▶ WHAT TO PRODUCE:
Edit the material below so that every "aerial photo" becomes "game photo", leaving everything else the same. Don't include the pictures in your version.

▼

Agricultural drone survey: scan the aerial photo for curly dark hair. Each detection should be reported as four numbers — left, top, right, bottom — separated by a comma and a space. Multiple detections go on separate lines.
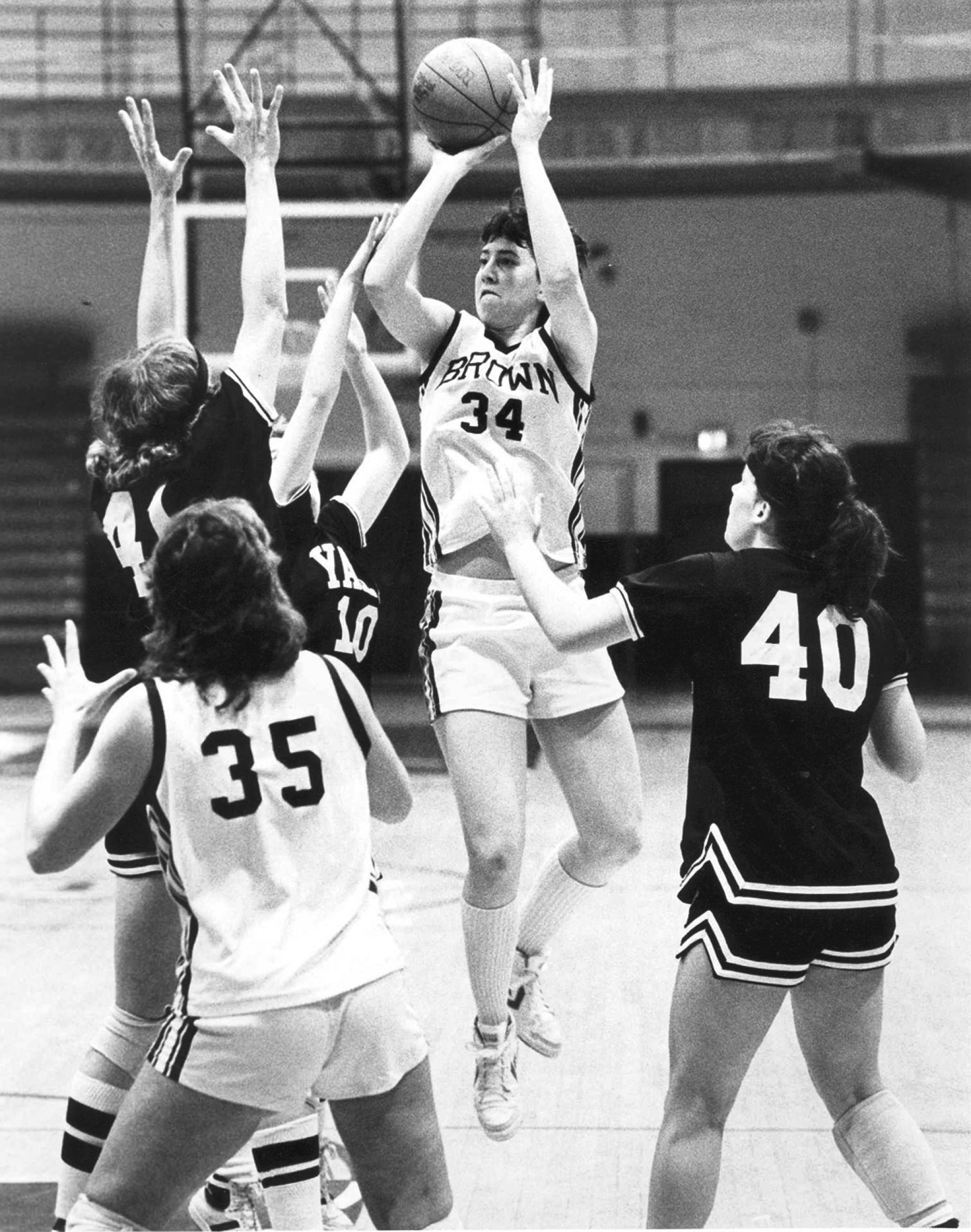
141, 498, 307, 711
87, 338, 212, 492
481, 189, 590, 273
746, 419, 890, 620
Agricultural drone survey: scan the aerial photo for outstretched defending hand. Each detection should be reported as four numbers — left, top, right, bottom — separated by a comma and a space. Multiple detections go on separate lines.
472, 456, 544, 548
509, 55, 553, 149
206, 64, 284, 168
37, 620, 138, 723
429, 133, 509, 176
119, 96, 192, 197
317, 206, 398, 354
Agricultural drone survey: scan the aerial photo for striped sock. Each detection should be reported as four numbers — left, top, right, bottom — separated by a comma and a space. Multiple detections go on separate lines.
252, 1113, 323, 1232
54, 1072, 128, 1220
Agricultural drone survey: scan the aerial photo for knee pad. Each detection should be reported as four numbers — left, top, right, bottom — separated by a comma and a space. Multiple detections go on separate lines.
833, 1091, 954, 1227
91, 1005, 164, 1078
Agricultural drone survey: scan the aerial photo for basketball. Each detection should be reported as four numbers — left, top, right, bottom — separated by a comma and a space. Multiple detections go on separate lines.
411, 38, 517, 154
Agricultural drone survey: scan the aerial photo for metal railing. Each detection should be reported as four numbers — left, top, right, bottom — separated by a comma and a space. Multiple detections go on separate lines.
0, 0, 971, 101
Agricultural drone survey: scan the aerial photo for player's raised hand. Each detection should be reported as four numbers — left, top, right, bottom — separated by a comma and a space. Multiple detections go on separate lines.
429, 133, 509, 175
472, 456, 542, 548
37, 620, 138, 723
509, 55, 553, 149
206, 64, 284, 166
119, 96, 192, 197
341, 206, 398, 287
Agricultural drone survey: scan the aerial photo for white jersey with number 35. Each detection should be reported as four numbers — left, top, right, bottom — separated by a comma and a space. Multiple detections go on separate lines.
141, 652, 403, 1015
419, 312, 593, 569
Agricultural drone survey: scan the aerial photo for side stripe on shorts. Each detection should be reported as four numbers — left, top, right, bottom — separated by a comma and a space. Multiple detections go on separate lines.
676, 912, 809, 988
812, 932, 897, 971
108, 851, 162, 877
418, 587, 441, 723
146, 1010, 197, 1082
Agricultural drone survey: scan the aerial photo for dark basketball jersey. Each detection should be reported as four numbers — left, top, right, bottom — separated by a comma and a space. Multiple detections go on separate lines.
280, 492, 381, 695
91, 368, 280, 630
616, 548, 907, 908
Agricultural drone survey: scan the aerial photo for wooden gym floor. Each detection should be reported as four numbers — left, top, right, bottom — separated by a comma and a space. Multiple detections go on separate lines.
0, 690, 971, 1232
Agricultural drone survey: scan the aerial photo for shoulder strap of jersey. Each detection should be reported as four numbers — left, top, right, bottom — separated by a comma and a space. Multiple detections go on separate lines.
320, 654, 371, 759
418, 308, 462, 390
141, 677, 166, 801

▲

▶ ANSWER TO THIS TASK:
Agricultural drone survey: scan the game photo for curly dark hair. Each detection should be reported as four numbers — left, top, right, bottom — separated by a comma and a space. Multiple detections go on separate lines.
141, 498, 307, 711
87, 338, 212, 492
481, 189, 590, 273
746, 419, 890, 620
Agricultural drone survey: scan the game photo for outstretched defending hand. Each detection should be reported as four numbers — left, top, right, bottom — separated by a comma and a space. Multiple detections go on separate lines.
472, 456, 544, 548
509, 55, 553, 149
206, 64, 284, 168
37, 620, 138, 723
429, 133, 509, 176
119, 96, 192, 197
317, 206, 398, 354
Agricultural drone survey: scan the game photo for striped sock. Each detection should be reported as four numbers — left, top, right, bottom — separated by a comma and a space. Multiple detections go on separate lines.
252, 1113, 323, 1232
54, 1072, 128, 1220
Agricultural drone survey: scan the game photo for knee pad. Each detection should be reported as four numbers — left, top, right, bottom — separated by a comma and a space. Multiple detections go on separate lines.
833, 1091, 954, 1227
91, 1005, 164, 1078
Agricultural drone survey: scan the game photo for basketball. Each detection should be reported as four numbers — left, top, right, bottom — separated by a comma and a space. Multiple detections go on separate lines.
411, 38, 517, 154
Agricultural drone survey: scan the game photo for metal railing. Each detection should be reported as four numbers — left, top, right, bottom — separated by a comma and a space. Multiple detections go on separate lines.
0, 0, 971, 101
Agricultural drone survey: scan the game photo for player's raised hand. Each detection should be reported as four numbers — left, top, right, bottom — separated by a comma and a space. Multiple detections go on separate lines.
429, 133, 509, 175
472, 456, 542, 548
37, 620, 138, 723
509, 55, 553, 149
206, 64, 284, 166
119, 96, 192, 197
341, 206, 398, 287
Agricultural drone survey: scan the game photo for white jersey with number 35. Each detection should be reported as four numbers — left, top, right, bottom — separated by a comma and a space. Multiple detections go on separate lines.
141, 652, 403, 1015
419, 312, 593, 569
Agricultural drone survey: scan the game photo for side stripe on shorts. Each detection should be reported as four numbers — left, top, right, bottom — separated by a comma and a space. Multiple detections go on separate lines.
676, 912, 809, 988
812, 932, 897, 971
108, 851, 162, 877
418, 587, 441, 723
146, 1010, 197, 1082
Agricultural drone survey: scan the game photo for dark basketball jersey. Each detection should be reported as four numbers — left, top, right, bottom — separated by a comma and a space. Multiple detections go on separate lines.
280, 492, 381, 695
91, 368, 280, 630
616, 548, 907, 908
Agricultural drone survey: scan the game photo for wooden gym floor. Each detection should be reported as four numbers — left, top, right, bottom — separated by a comma and a space. Multiple detections go on separate lines.
0, 690, 971, 1232
Agricultural drone survey: scan the game photo for shoulder strap of jersey. Each detection should be reported as four numbers — left, top, right, bottom — separated by a comma and a space. Multiple detections go on separate lines.
320, 654, 371, 759
418, 308, 462, 390
141, 677, 166, 801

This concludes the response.